* Start *

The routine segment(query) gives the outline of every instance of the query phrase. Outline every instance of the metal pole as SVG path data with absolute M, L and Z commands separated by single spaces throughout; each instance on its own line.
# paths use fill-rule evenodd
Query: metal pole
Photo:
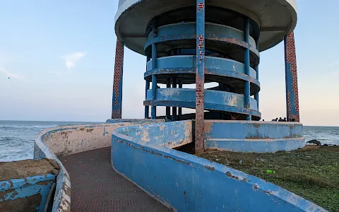
M 172 88 L 177 88 L 177 78 L 173 77 L 172 78 Z M 172 120 L 177 121 L 177 107 L 172 107 Z
M 146 67 L 147 67 L 147 63 L 150 60 L 150 57 L 148 54 L 147 55 L 147 59 L 146 59 Z M 146 68 L 147 69 L 147 68 Z M 145 99 L 147 98 L 147 90 L 150 89 L 150 81 L 146 80 L 146 85 L 145 86 Z M 148 119 L 150 115 L 150 107 L 149 106 L 145 106 L 145 119 Z
M 205 65 L 205 0 L 196 0 L 196 129 L 195 152 L 203 151 L 204 65 Z
M 256 49 L 258 51 L 259 50 L 259 40 L 258 39 L 256 40 Z M 254 66 L 254 70 L 256 71 L 256 79 L 259 80 L 259 64 L 256 64 Z M 254 93 L 254 99 L 256 100 L 256 107 L 258 109 L 258 111 L 259 110 L 259 93 Z
M 155 32 L 155 20 L 153 20 L 152 23 L 152 35 L 153 37 L 156 37 Z M 152 44 L 152 69 L 157 68 L 157 46 L 155 43 Z M 152 108 L 151 108 L 151 117 L 152 119 L 155 119 L 157 117 L 157 107 L 153 106 L 156 98 L 157 93 L 157 76 L 155 74 L 152 75 Z
M 182 88 L 182 81 L 179 81 L 179 88 Z M 182 108 L 178 107 L 178 119 L 181 119 L 181 116 L 182 114 Z
M 244 41 L 249 42 L 249 18 L 246 17 L 244 20 Z M 249 76 L 249 49 L 246 49 L 244 52 L 244 64 L 245 65 L 245 74 Z M 251 107 L 251 88 L 249 81 L 245 81 L 245 89 L 244 91 L 244 107 L 249 110 Z M 246 116 L 246 120 L 251 120 L 251 115 Z
M 166 88 L 171 88 L 171 78 L 167 78 Z M 167 119 L 170 119 L 170 116 L 171 116 L 171 107 L 166 107 L 166 117 Z

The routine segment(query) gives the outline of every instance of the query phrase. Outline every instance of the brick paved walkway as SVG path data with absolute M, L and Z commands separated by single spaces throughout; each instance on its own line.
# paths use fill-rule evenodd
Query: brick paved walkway
M 60 157 L 71 177 L 71 211 L 171 211 L 113 171 L 110 148 Z

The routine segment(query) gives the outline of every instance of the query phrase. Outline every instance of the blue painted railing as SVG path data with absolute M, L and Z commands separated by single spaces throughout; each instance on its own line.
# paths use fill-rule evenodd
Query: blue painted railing
M 206 148 L 240 153 L 275 153 L 305 146 L 297 122 L 205 122 Z
M 175 122 L 152 127 L 179 127 L 180 122 Z M 153 142 L 133 137 L 143 130 L 127 126 L 113 132 L 112 166 L 174 211 L 326 211 L 258 177 L 166 148 L 166 136 L 148 137 Z

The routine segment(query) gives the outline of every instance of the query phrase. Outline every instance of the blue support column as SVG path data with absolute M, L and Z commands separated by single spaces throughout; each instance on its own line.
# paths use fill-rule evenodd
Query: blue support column
M 244 41 L 249 42 L 249 18 L 246 17 L 244 20 Z M 246 49 L 244 52 L 244 64 L 245 65 L 245 74 L 249 75 L 249 49 Z M 245 82 L 245 89 L 244 91 L 244 97 L 245 98 L 244 107 L 250 108 L 251 88 L 249 81 Z M 251 115 L 246 115 L 246 120 L 251 120 Z
M 259 50 L 259 41 L 258 39 L 256 40 L 256 49 L 258 51 Z M 256 70 L 256 79 L 259 80 L 259 62 L 258 61 L 258 64 L 256 64 L 254 66 L 254 70 Z M 256 100 L 256 107 L 258 108 L 258 111 L 259 110 L 259 93 L 256 93 L 254 94 L 254 99 Z
M 172 88 L 177 88 L 177 78 L 173 77 L 172 78 Z M 172 120 L 177 121 L 177 107 L 172 107 Z
M 147 63 L 150 60 L 150 57 L 147 55 L 146 66 Z M 146 85 L 145 86 L 145 99 L 147 98 L 147 90 L 150 89 L 150 81 L 146 80 Z M 150 115 L 150 107 L 145 106 L 145 119 L 148 119 Z
M 205 83 L 205 0 L 196 0 L 196 129 L 195 152 L 203 151 L 204 83 Z
M 179 88 L 182 88 L 182 81 L 179 81 Z M 181 120 L 181 116 L 182 114 L 182 108 L 178 107 L 178 119 Z
M 167 78 L 167 82 L 166 84 L 166 88 L 171 88 L 171 78 Z M 171 107 L 166 107 L 166 117 L 170 119 L 171 117 Z
M 153 20 L 152 24 L 152 36 L 153 38 L 156 37 L 155 30 L 155 20 Z M 157 45 L 153 43 L 152 44 L 152 69 L 157 68 Z M 153 74 L 152 75 L 152 104 L 154 104 L 156 98 L 157 87 L 157 76 Z M 155 119 L 157 117 L 157 107 L 155 106 L 152 106 L 150 113 L 152 119 Z

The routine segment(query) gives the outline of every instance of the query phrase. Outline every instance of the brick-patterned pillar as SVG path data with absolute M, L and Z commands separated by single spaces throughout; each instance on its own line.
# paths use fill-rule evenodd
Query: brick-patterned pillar
M 122 73 L 124 66 L 124 42 L 117 39 L 115 50 L 114 76 L 113 80 L 113 96 L 112 118 L 121 118 L 122 107 Z
M 299 122 L 298 76 L 295 54 L 295 34 L 291 33 L 284 37 L 285 70 L 286 81 L 286 112 L 287 120 Z
M 205 0 L 196 0 L 196 129 L 195 152 L 203 151 L 204 83 L 205 83 Z

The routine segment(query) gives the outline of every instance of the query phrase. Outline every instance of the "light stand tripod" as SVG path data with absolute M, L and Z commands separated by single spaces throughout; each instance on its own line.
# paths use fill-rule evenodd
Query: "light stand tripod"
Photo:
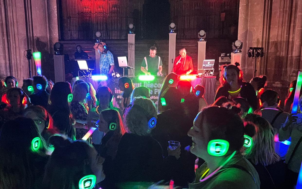
M 28 61 L 28 71 L 29 71 L 29 78 L 31 78 L 31 57 L 32 55 L 31 54 L 31 49 L 28 49 L 26 50 L 26 58 Z
M 250 47 L 248 51 L 247 56 L 249 58 L 252 57 L 255 58 L 255 61 L 254 65 L 254 74 L 253 77 L 256 76 L 256 72 L 257 70 L 256 69 L 256 61 L 259 57 L 263 57 L 264 55 L 263 53 L 263 47 Z

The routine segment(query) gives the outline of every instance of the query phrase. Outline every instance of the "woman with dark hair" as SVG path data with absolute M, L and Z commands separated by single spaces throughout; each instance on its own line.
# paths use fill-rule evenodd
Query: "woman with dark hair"
M 41 188 L 48 157 L 34 121 L 19 118 L 4 124 L 0 151 L 0 188 Z
M 160 98 L 162 97 L 162 93 L 167 88 L 169 87 L 176 88 L 178 82 L 178 76 L 174 73 L 169 74 L 165 78 L 162 85 L 162 87 L 160 89 L 160 91 L 159 91 L 159 93 L 158 94 L 158 100 L 157 104 L 158 113 L 161 113 L 163 111 L 163 110 L 161 109 L 163 107 L 160 105 Z
M 104 172 L 106 178 L 101 184 L 102 188 L 114 188 L 112 184 L 113 160 L 115 158 L 117 146 L 122 136 L 126 131 L 119 112 L 115 110 L 107 109 L 101 111 L 100 114 L 98 130 L 104 133 L 100 145 L 96 148 L 99 154 L 105 158 L 103 164 Z
M 284 101 L 284 111 L 290 113 L 291 112 L 291 108 L 293 107 L 293 102 L 294 102 L 294 97 L 295 96 L 295 91 L 296 91 L 296 86 L 297 85 L 297 80 L 293 81 L 291 83 L 287 93 L 287 97 Z
M 90 108 L 92 108 L 95 106 L 97 101 L 96 97 L 95 96 L 96 93 L 95 91 L 95 89 L 93 86 L 92 85 L 92 84 L 91 84 L 91 83 L 87 82 L 87 84 L 89 85 L 89 94 L 90 96 L 91 97 L 91 99 L 92 101 L 92 103 L 91 104 L 92 107 L 89 107 Z
M 243 147 L 245 157 L 257 171 L 260 179 L 260 188 L 285 188 L 282 185 L 285 177 L 286 167 L 275 151 L 274 129 L 264 118 L 249 114 L 244 118 L 255 125 L 255 134 L 252 137 L 250 147 Z
M 28 96 L 33 94 L 34 93 L 34 88 L 33 87 L 33 82 L 34 80 L 31 78 L 23 80 L 22 90 Z M 31 86 L 31 87 L 30 88 L 30 88 L 32 89 L 31 91 L 28 91 L 28 87 L 29 86 Z
M 75 140 L 73 125 L 76 120 L 69 108 L 73 95 L 68 82 L 57 82 L 53 85 L 49 97 L 47 110 L 53 120 L 53 125 L 63 134 Z
M 20 88 L 10 88 L 2 96 L 2 102 L 6 104 L 5 107 L 0 110 L 0 128 L 5 122 L 22 116 L 29 98 Z
M 130 97 L 130 103 L 132 103 L 134 98 L 143 97 L 147 98 L 150 98 L 150 90 L 145 86 L 136 87 L 131 94 Z
M 54 150 L 46 165 L 40 188 L 79 189 L 79 185 L 80 189 L 94 188 L 104 178 L 104 158 L 85 141 L 71 141 L 55 135 L 50 138 L 49 143 Z
M 118 79 L 117 83 L 118 88 L 121 91 L 123 91 L 121 105 L 122 109 L 124 111 L 126 108 L 130 103 L 130 95 L 134 89 L 134 87 L 131 79 L 127 77 L 120 78 Z
M 180 146 L 168 151 L 171 155 L 164 161 L 160 145 L 150 135 L 156 124 L 155 105 L 151 100 L 142 98 L 135 98 L 131 104 L 124 114 L 127 133 L 122 137 L 117 152 L 115 183 L 169 180 L 172 172 L 168 167 L 176 161 L 171 156 L 179 158 Z
M 207 106 L 207 101 L 204 98 L 204 94 L 205 92 L 204 88 L 203 86 L 201 86 L 200 85 L 196 85 L 194 88 L 193 91 L 195 95 L 197 97 L 197 99 L 198 99 L 199 104 L 199 110 L 200 111 L 203 108 Z
M 46 141 L 52 135 L 59 133 L 58 129 L 53 127 L 51 116 L 42 106 L 30 106 L 24 110 L 23 116 L 34 120 L 40 134 Z
M 259 188 L 257 171 L 239 151 L 249 127 L 238 115 L 240 111 L 211 107 L 197 115 L 188 132 L 193 141 L 190 151 L 205 162 L 196 169 L 190 188 Z
M 236 65 L 229 65 L 221 71 L 220 84 L 216 92 L 215 100 L 221 96 L 231 99 L 241 97 L 255 110 L 258 104 L 255 91 L 250 84 L 243 81 L 243 72 L 238 68 L 239 66 L 239 64 L 236 63 Z

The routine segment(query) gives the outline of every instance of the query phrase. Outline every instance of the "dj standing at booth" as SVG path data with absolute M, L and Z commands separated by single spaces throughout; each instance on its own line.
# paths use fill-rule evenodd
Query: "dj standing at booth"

* End *

* **Prompt**
Could you quote the data above, from the line containing "the brick paved" through the line containing "M 60 157 L 71", with both of those lines included?

* **Task response**
The routine segment(query) gives the outline of every instance of the query phrase. Outline every instance of the brick paved walkway as SVG path data with absolute M, L and Z commands separated by single spaces throughout; each instance on its own line.
# paths use fill-rule evenodd
Query: brick paved walkway
M 60 157 L 71 177 L 71 211 L 171 211 L 113 171 L 110 148 Z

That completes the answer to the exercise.